■ **Source extract**
2016 – A busy year for both the site and the industry.

2016 was a busy year here on NI Ferry Site, with all-time views climbing by 57,000 to over 140,000!  Its been a busy year for local ferries as well, with both the Rathlin Island ferry and Strangford Lough Ferry services having brand-new vessels built – though both have yet to enter service.  The Lough Foyle ferry from Magiligan Point to Greencastle came under new ownership as well, following the previous owners calling it a day over funding issues.  On the cross-channel routes, both P&O and Stena made changes to their vessels this year. P&O have made some improvements to the kids play areas and shops onboard European Highlander and European Causeway in addition to adding more outside seating, and have said they will launch a new restaurant offering onboard in the coming year after the ships dry dock in May.  Stena made some less obvious changes to their Superfast twins, consisting of subtle changes throughout the passenger accommodation and improving upper deck access on Stena Superfast VIII for freight vehicles by removing some pillars.  The ships passenger spaces had already been refreshed somewhat in 2015, notably with seating in the Met Bar and Stena Plus areas reupholstered in the current Stena corporate style.

European Highlander catches the evening sun on 25th May '16. Copyright © Gary Andrews.
European Highlander catches the evening sun on 25th May ’16. Copyright © Gary Andrews.

Stena Superfast X made her first visit to Belfast, operating in place of the regular Superfast vessels while they took their turns at Harland and Wolff, and offering a slightly different experience to passengers than the regular vessels.  Down in Warrenpoint, Seatruck are now officially taking limited tourist traffic and this year launched online booking facilities for passengers.

Stena Superfast X. Stena Line.

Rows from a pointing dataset

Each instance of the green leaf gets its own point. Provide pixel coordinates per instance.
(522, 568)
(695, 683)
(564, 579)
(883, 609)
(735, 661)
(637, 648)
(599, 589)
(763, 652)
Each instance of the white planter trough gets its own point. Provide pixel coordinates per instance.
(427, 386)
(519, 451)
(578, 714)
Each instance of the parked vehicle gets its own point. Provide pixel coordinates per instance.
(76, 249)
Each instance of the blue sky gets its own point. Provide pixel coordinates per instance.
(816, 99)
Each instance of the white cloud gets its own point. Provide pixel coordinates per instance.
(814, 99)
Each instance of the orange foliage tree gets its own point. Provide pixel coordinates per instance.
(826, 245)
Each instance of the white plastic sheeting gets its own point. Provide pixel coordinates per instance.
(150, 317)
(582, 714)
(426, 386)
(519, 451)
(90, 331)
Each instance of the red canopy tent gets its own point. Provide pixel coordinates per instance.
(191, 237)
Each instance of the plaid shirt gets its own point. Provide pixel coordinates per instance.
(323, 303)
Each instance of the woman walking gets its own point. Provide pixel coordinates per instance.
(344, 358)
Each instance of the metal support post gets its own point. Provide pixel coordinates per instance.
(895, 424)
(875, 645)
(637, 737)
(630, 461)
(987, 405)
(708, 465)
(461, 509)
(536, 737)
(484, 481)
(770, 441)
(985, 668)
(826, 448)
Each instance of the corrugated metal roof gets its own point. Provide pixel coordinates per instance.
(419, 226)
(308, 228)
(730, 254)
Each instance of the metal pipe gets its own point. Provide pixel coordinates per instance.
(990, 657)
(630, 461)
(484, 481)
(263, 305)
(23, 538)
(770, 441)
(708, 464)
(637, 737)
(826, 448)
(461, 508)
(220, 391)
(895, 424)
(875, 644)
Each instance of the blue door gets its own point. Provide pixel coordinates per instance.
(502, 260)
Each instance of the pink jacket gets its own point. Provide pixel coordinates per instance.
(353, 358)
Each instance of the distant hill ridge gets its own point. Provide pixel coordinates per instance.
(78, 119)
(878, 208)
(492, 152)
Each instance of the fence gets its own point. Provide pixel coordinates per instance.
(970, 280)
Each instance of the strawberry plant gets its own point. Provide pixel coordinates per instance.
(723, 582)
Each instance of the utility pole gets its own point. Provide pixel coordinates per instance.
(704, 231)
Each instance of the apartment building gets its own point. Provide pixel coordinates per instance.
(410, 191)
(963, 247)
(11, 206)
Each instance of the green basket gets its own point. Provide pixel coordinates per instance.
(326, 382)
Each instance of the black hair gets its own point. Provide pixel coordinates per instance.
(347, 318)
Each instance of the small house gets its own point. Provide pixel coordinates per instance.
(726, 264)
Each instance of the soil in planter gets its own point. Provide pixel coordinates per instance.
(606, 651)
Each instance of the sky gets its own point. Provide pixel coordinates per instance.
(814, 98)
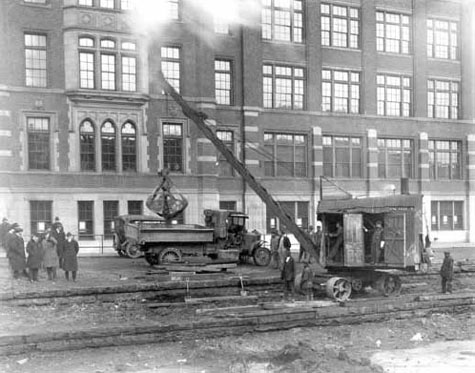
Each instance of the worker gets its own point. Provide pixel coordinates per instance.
(303, 256)
(288, 274)
(337, 236)
(447, 273)
(377, 243)
(307, 281)
(274, 249)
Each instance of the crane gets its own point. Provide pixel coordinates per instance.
(199, 119)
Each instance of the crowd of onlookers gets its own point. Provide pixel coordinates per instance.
(49, 250)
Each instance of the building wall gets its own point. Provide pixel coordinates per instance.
(67, 106)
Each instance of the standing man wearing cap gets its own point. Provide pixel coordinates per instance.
(447, 273)
(70, 256)
(16, 253)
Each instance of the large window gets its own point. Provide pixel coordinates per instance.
(393, 32)
(135, 207)
(442, 99)
(223, 82)
(282, 20)
(224, 168)
(283, 87)
(394, 95)
(107, 66)
(298, 212)
(286, 155)
(395, 158)
(129, 151)
(108, 134)
(85, 219)
(340, 26)
(35, 60)
(342, 156)
(446, 215)
(111, 210)
(341, 91)
(442, 39)
(171, 66)
(38, 143)
(445, 159)
(87, 146)
(40, 216)
(173, 146)
(129, 73)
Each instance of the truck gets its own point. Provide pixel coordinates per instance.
(342, 276)
(223, 239)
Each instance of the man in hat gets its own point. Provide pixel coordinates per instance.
(377, 243)
(16, 253)
(70, 256)
(4, 228)
(447, 273)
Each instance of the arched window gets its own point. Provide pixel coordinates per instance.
(129, 148)
(108, 146)
(87, 146)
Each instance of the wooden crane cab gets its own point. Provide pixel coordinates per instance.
(368, 241)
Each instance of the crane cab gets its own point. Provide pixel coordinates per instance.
(373, 232)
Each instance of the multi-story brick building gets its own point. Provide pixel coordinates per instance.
(364, 92)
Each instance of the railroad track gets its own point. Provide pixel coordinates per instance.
(240, 320)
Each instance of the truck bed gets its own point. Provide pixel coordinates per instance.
(173, 233)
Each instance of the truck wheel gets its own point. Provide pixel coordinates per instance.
(133, 251)
(151, 259)
(169, 255)
(261, 256)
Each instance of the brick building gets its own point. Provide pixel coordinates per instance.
(362, 92)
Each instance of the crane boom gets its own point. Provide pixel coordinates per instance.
(200, 120)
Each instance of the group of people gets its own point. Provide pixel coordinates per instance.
(50, 250)
(281, 258)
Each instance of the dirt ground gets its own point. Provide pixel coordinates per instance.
(321, 349)
(347, 348)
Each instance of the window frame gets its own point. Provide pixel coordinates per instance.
(404, 46)
(43, 213)
(331, 169)
(434, 165)
(276, 93)
(87, 216)
(227, 97)
(271, 14)
(271, 149)
(433, 96)
(171, 65)
(433, 39)
(34, 158)
(385, 150)
(168, 154)
(328, 34)
(36, 76)
(351, 94)
(436, 218)
(388, 89)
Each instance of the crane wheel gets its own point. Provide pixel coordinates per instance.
(169, 255)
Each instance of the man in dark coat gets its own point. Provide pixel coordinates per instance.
(288, 274)
(35, 256)
(447, 273)
(377, 243)
(16, 253)
(4, 228)
(70, 256)
(58, 234)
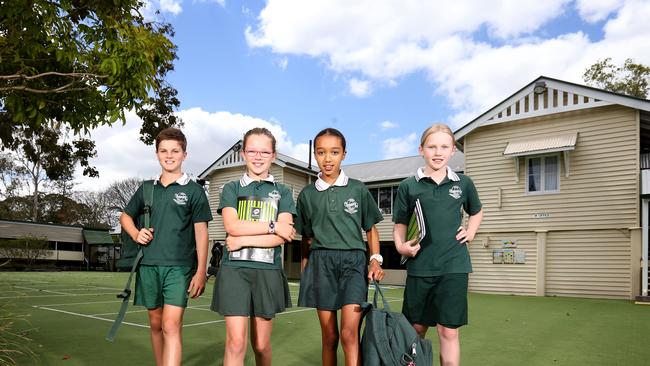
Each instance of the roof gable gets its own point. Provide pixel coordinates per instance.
(556, 96)
(396, 169)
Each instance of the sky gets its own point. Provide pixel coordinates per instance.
(379, 71)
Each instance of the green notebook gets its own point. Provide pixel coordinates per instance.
(262, 209)
(416, 228)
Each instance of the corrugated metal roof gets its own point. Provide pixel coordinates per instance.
(396, 169)
(97, 237)
(541, 145)
(61, 233)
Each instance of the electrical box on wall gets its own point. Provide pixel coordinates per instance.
(508, 256)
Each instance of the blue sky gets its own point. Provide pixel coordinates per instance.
(380, 71)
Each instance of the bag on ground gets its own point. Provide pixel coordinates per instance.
(389, 339)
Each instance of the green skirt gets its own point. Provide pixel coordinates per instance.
(250, 292)
(334, 278)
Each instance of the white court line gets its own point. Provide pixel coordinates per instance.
(29, 281)
(39, 290)
(127, 312)
(83, 303)
(67, 289)
(284, 313)
(29, 296)
(88, 316)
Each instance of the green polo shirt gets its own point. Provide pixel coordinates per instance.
(440, 252)
(335, 216)
(174, 211)
(256, 189)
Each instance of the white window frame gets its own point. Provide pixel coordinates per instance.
(376, 197)
(542, 174)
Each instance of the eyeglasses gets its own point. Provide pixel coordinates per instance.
(253, 153)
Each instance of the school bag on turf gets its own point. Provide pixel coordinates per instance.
(131, 255)
(389, 339)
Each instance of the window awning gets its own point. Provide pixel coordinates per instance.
(541, 145)
(98, 237)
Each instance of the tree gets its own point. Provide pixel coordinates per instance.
(631, 78)
(68, 66)
(119, 193)
(11, 176)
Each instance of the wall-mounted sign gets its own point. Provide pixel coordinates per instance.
(508, 256)
(508, 243)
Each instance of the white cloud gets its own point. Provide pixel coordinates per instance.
(359, 88)
(388, 125)
(398, 38)
(283, 63)
(398, 147)
(222, 3)
(164, 6)
(597, 10)
(122, 155)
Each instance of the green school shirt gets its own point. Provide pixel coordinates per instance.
(440, 252)
(246, 188)
(335, 216)
(174, 211)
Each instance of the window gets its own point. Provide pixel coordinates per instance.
(384, 196)
(543, 174)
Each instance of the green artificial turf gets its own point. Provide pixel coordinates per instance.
(65, 312)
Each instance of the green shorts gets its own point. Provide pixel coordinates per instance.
(250, 292)
(334, 278)
(156, 286)
(436, 300)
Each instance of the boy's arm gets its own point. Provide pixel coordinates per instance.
(305, 245)
(197, 285)
(236, 227)
(403, 247)
(234, 242)
(473, 223)
(142, 236)
(374, 268)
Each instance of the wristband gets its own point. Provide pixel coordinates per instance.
(378, 258)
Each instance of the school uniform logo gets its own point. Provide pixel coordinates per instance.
(351, 206)
(274, 194)
(180, 198)
(455, 192)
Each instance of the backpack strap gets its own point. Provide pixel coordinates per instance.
(383, 299)
(125, 295)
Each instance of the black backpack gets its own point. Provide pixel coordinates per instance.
(130, 248)
(215, 259)
(131, 255)
(389, 339)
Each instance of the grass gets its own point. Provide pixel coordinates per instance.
(70, 314)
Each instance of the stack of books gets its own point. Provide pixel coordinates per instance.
(416, 229)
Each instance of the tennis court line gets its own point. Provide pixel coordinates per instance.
(88, 316)
(55, 295)
(39, 290)
(82, 303)
(278, 314)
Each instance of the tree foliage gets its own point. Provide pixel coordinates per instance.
(632, 79)
(73, 65)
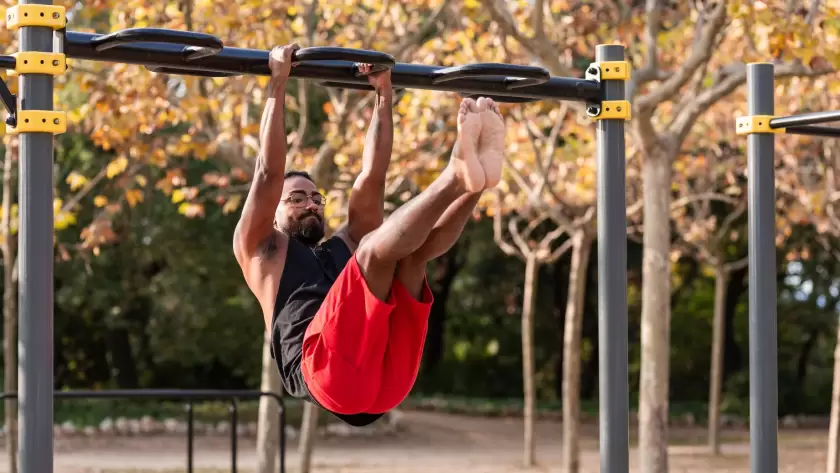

■ **What is required**
In the review of the 2016 ferry year, by how much did the site's all-time views climb, and to what total?

■ **Correct output**
They climbed by 57,000 to over 140,000.